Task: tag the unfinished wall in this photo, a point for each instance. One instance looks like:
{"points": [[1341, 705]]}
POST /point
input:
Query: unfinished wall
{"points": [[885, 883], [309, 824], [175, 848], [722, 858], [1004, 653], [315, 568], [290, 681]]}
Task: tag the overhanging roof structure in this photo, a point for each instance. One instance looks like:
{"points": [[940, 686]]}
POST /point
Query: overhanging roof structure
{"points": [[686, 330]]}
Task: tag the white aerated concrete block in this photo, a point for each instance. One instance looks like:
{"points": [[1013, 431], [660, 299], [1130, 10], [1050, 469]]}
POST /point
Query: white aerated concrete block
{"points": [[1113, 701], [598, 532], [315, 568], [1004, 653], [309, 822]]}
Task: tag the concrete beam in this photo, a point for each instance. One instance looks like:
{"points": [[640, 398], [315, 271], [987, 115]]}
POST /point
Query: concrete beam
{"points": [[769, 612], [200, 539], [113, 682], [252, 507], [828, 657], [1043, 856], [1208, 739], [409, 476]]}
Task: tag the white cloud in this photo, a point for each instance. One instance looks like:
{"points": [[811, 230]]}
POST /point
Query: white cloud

──────

Reproduce the data, keeping every line exactly the same.

Task: tag the unfinished wall in this photo, a point for each instance. One instance looks like:
{"points": [[1341, 705]]}
POST /point
input:
Query: unfinished wall
{"points": [[885, 883], [309, 824], [175, 848], [722, 858], [1004, 653], [315, 568], [290, 681]]}
Task: tag the overhanging roof structure in this photo, a point for each instance. One instance looks like:
{"points": [[940, 686]]}
POST /point
Query: overhanging roof structure
{"points": [[686, 330]]}
Task: tag the white aerated concrete block in this photo, a point for each instance. One instance looks like:
{"points": [[1013, 431], [660, 299], [1130, 10], [1050, 469]]}
POST /point
Query: white aerated concrete block
{"points": [[1113, 701], [598, 532], [315, 568], [1004, 653], [309, 822]]}
Task: tag the concrete beam in this photo, a point for each instance. One instance looks like:
{"points": [[640, 398], [315, 271], [987, 115]]}
POST /point
Query: concrete beam
{"points": [[769, 612], [200, 539], [113, 682], [252, 507], [828, 657], [1043, 856], [1208, 739], [409, 476]]}
Task: tag the white cloud in this photo, a point for each instance. One instance looks like:
{"points": [[811, 230]]}
POST /point
Query: white cloud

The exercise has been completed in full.